------ 読解用の文章 ------

東大・医学部レベルの場合は更に様相が異なる。この偏差値帯になると中高一貫校が圧倒的に多くなる。合格者の最頻値となると二番手中高一貫校だろう。大都市圏の公立進学校から合格する者も多いが、数の上では少ない。
 なお、東大理一に関してはあまりにも上下差が激しく、レベルというものを観念するのが難しいので考察対象としては不適切だと考えている。

 その上のレベルになると、ついに超進学校が姿を表してくる。京医・阪医・慶医・医科歯科辺りの超難関医学部は超進学校の生徒が多く、二番手中高一貫校と拮抗するようになる。伝統的に文系最難関とされている東大文一でも超進学校の出身者が他の科類よりも多く、灘や筑駒の場合は文系の東大進学者はほとんどが文一である。文一は公立進学校の文系首席クラス・二番手進学校のトップ10・超進学校のそこそこ優秀層で形成されている感じだ。
 
 東大理三は出身者の半分が超進学校であり、残りもほとんどが二番手中高一貫校だ。公立出身者は皆無だ。基本的に理三に現役合格できるのは超進学校のトップ10と二番手中高一貫校の理系首席クラスと考えたほうが良い。

 すると概ね高校と大学の学力ゾーンの対応関係が見えてくる。

------ データ抜粋 ------

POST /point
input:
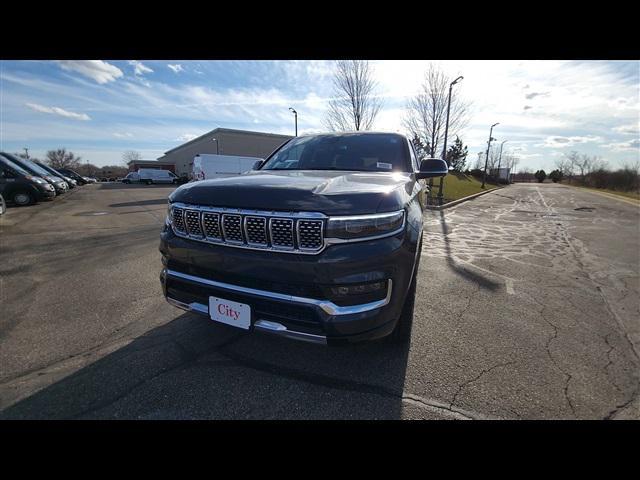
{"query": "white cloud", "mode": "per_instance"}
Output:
(632, 128)
(139, 68)
(58, 111)
(560, 141)
(98, 70)
(630, 146)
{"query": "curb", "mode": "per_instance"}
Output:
(460, 200)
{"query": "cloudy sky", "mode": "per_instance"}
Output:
(98, 108)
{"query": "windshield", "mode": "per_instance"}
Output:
(367, 152)
(34, 167)
(13, 165)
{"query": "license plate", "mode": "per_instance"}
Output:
(232, 313)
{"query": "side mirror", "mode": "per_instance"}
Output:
(432, 167)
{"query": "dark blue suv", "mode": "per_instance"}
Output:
(321, 242)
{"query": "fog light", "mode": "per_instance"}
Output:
(358, 289)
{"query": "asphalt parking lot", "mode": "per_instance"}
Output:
(528, 307)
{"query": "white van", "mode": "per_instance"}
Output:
(156, 175)
(206, 166)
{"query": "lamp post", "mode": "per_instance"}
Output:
(500, 158)
(446, 132)
(486, 159)
(296, 115)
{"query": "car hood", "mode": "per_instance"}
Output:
(329, 192)
(53, 179)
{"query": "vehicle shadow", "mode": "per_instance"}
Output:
(121, 186)
(460, 269)
(191, 368)
(155, 201)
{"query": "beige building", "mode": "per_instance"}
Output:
(227, 142)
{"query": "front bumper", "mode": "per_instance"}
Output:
(194, 271)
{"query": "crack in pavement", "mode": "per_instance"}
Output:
(187, 357)
(353, 386)
(469, 382)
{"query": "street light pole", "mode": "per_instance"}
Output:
(500, 158)
(486, 159)
(296, 115)
(446, 132)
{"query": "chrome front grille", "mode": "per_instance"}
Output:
(232, 228)
(178, 219)
(309, 234)
(211, 225)
(279, 231)
(192, 220)
(256, 230)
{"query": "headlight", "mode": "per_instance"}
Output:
(361, 227)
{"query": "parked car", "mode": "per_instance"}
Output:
(72, 174)
(70, 181)
(58, 183)
(156, 175)
(207, 166)
(19, 186)
(131, 177)
(321, 242)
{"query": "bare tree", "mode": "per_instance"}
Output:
(565, 165)
(355, 105)
(60, 158)
(131, 156)
(479, 165)
(426, 113)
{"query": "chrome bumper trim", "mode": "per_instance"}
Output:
(329, 307)
(279, 329)
(261, 325)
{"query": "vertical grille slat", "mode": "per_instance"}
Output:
(284, 232)
(309, 234)
(178, 219)
(192, 219)
(232, 228)
(211, 225)
(256, 230)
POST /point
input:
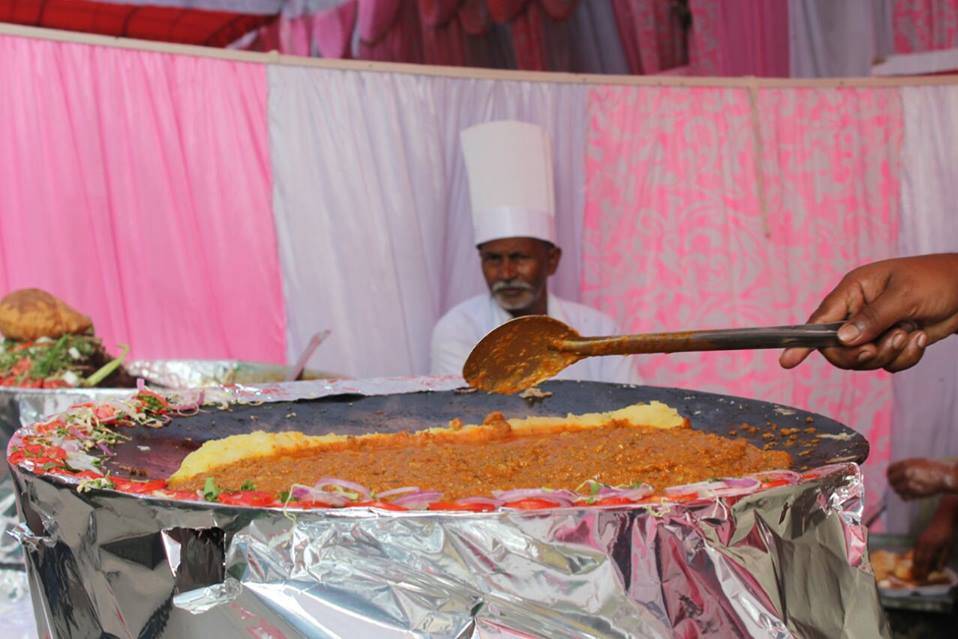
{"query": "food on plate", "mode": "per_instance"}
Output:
(47, 344)
(894, 570)
(641, 444)
(641, 454)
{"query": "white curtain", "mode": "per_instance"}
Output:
(926, 397)
(372, 207)
(838, 39)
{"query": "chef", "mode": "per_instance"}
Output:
(509, 165)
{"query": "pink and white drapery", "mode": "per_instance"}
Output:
(372, 204)
(926, 396)
(142, 188)
(652, 35)
(925, 25)
(739, 37)
(710, 208)
(138, 187)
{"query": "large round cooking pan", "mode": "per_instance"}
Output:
(812, 440)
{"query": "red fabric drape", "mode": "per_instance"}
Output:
(739, 37)
(332, 30)
(389, 30)
(652, 35)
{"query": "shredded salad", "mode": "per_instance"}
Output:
(74, 444)
(46, 362)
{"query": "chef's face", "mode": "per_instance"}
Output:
(516, 270)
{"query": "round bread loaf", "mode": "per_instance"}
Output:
(31, 313)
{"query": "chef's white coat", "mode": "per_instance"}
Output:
(459, 330)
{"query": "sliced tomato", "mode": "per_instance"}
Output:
(471, 507)
(138, 487)
(152, 400)
(309, 504)
(38, 454)
(613, 501)
(50, 426)
(531, 503)
(772, 483)
(248, 498)
(88, 474)
(104, 412)
(188, 495)
(383, 505)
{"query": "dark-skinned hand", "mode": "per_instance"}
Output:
(933, 546)
(892, 310)
(919, 477)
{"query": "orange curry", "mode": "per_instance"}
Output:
(494, 457)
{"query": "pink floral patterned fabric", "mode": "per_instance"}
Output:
(739, 37)
(924, 25)
(694, 221)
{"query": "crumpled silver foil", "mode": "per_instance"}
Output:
(20, 406)
(785, 562)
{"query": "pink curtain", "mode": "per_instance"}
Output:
(682, 230)
(332, 30)
(924, 25)
(137, 186)
(652, 36)
(389, 31)
(739, 37)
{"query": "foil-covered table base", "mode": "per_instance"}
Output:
(786, 562)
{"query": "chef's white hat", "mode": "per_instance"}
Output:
(509, 165)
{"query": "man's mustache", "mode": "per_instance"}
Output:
(504, 284)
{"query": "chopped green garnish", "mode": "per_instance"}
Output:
(91, 484)
(211, 491)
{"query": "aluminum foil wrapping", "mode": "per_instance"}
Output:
(19, 406)
(789, 561)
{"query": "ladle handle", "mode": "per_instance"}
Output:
(808, 335)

------

* [課題]
- a) 難関大学と出身高校についての文章によると、東大理三の出身者のうち超進学校の出身者はどれくらいを占めるか。
- b) 難関大学と出身高校についての文章を、最後の文の後から書き進めよ。
データは難関大学と出身高校についての文章の内容とは関係がない。

* [この課題の解答]
- a) 東大理三の出身者の半分が超進学校の出身者である。

- b)
レベル7 東大理三=超進学校
レベル6 阪医・慶医=超進学校・二番手中高一貫校
レベル5 東大理二=二番手中高一貫校
レベル4 一橋・東工大=公立最上位校・中堅上位中高一貫校
レベル3 早慶旧帝=公立名門校・私立中堅校
レベル2 MARCH=私立中堅校・公立二番手校
レベル1 日東駒専=無名校

 レベル7とレベル6は大半が中学受験組だ。公立高校の出身者は非常に少ない。灘や開成の高入生もそこまで多くない。
 レベル5となると首都圏の場合は70%程度が中学受験組となる。関西の場合はもう少し高いかもしれない。
 レベル4となると中学受験組が半分を割るようになる。京大で半々、一橋の場合は公立の方が多い。中高一貫校ブームではあるが、実際のところ東大・医学部以外はそこまで中高一貫校に通う進学上のメリットはなさそうだ。
 レベル3となるとそもそも有名高校の出身者は稀だ。無名校からでも合格のチャンスは掴めそうである。